According to a brochure distributed by the Scandinavian Heritage Park, “immigrants from Scandinavia were unable to bring much with them to this land, however, they had an inherited strength of character and perseverance that enabled them to complete the difficult tasks of life in the New World.

“While these new citizens loved their adopted land, they still remembered with great fondness the friends, relatives, and familiar places they left behind in the “old country.” They often longed to see the majestic fjords and walk through the meadow beside a cool, clear stream that rippled down from the old stave church on the hill.”

Information about the Center comes from “Your Personal Guidebook for Visiting the Scandinavian Heritage Center, Minot, ND, USA”

•••••••••

When I left Minot at 10:35, it was still pouring rain and my feet were soaked through. I drove a 4-lane highway from Minot south, through wetlands and a wind farm with turbines twirling in the rain. The temperature had dropped to 47°F.  A wall of grain elevators loomed on the horizon.  I noted that Case Farm equipment seemed to be red, while John Deere was green and gold.  I recognized the old dinosaur symbol on a Sinclair station and crossed Lake Sakakawea, which was like an ocean.

**Stated goal A:** Count the lines in the rows that contain the string "track". Reply with the number alone.
The passage and the rows are unrelated and should be treated as separate material.

**Input rows:**
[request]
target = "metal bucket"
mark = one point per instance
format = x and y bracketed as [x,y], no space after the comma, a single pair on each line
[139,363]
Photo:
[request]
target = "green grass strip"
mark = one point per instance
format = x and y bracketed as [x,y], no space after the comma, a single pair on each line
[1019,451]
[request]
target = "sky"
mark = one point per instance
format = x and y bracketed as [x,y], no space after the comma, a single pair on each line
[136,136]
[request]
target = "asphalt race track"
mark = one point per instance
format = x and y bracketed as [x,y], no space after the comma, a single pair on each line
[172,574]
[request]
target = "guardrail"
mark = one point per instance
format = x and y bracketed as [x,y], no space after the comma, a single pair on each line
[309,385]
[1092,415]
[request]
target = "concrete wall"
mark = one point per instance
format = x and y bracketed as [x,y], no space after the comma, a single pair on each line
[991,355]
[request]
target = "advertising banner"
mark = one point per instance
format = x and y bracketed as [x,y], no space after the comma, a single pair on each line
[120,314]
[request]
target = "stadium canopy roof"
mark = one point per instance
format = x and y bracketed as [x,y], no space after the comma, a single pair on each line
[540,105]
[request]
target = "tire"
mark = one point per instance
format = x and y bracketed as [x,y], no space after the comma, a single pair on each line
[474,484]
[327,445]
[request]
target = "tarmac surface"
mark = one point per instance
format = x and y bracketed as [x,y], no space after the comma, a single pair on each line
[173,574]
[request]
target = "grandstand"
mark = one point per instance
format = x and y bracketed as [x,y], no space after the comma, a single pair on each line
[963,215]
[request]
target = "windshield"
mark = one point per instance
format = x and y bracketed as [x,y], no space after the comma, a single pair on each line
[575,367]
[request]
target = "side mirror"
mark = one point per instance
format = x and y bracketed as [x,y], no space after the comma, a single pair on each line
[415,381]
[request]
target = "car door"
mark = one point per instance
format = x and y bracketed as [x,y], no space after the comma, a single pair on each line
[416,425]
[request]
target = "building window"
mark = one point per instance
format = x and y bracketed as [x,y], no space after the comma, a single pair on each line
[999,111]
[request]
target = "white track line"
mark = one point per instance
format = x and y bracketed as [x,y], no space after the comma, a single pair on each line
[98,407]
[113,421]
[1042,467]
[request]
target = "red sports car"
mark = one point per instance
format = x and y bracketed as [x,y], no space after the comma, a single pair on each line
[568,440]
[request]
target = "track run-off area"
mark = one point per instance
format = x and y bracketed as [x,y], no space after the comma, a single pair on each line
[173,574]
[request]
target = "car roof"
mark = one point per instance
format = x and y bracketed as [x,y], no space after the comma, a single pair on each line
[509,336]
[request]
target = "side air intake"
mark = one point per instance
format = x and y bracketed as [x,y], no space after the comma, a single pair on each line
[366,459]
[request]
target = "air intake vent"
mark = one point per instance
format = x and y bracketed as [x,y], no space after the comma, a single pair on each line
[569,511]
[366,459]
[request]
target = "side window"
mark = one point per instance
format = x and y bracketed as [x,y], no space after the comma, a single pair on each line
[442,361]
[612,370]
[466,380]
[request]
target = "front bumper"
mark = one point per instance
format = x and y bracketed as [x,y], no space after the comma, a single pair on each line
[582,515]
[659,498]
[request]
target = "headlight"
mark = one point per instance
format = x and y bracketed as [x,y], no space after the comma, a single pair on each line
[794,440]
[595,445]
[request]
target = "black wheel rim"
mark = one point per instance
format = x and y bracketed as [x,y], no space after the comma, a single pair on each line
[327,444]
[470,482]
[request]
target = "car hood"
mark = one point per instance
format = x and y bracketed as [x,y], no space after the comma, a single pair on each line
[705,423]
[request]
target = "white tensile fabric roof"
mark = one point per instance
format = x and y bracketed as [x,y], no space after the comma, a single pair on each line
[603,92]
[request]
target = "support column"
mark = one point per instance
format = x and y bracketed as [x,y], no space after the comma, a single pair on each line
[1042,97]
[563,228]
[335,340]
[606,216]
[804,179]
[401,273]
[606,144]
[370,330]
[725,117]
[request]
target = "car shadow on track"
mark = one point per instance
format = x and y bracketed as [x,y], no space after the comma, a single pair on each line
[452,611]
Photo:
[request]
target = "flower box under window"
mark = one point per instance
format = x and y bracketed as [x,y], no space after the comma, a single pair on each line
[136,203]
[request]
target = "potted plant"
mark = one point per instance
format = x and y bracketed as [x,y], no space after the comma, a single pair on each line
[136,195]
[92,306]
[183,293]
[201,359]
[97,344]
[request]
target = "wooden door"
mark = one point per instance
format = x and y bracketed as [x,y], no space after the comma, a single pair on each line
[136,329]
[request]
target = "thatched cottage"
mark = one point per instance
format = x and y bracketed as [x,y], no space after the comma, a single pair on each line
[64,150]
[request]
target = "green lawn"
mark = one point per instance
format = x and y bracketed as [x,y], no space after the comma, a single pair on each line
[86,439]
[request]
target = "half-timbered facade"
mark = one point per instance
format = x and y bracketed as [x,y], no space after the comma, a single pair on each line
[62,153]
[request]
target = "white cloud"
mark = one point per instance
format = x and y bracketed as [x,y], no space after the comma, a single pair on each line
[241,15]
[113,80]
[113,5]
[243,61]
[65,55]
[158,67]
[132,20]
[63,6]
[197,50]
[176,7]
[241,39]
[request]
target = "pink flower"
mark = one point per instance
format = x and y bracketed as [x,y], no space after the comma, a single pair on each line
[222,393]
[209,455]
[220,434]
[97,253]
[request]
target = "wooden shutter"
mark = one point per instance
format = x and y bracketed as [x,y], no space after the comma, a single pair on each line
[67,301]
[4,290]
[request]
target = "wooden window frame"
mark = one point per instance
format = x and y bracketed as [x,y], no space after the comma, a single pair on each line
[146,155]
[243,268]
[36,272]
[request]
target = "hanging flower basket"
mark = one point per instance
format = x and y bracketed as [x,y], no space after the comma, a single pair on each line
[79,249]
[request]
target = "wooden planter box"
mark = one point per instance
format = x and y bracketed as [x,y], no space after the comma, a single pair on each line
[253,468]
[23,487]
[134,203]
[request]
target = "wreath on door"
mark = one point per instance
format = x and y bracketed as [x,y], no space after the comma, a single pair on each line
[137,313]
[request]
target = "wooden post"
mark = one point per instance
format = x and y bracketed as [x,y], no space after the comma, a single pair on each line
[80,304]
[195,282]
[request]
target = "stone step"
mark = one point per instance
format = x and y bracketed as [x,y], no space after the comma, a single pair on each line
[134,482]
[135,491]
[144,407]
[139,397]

**Stated goal B:** According to the passage about the Scandinavian Heritage Park, which lake was crossed on the drive south from Minot?

**Task output A:** 4

**Task output B:** Lake Sakakawea.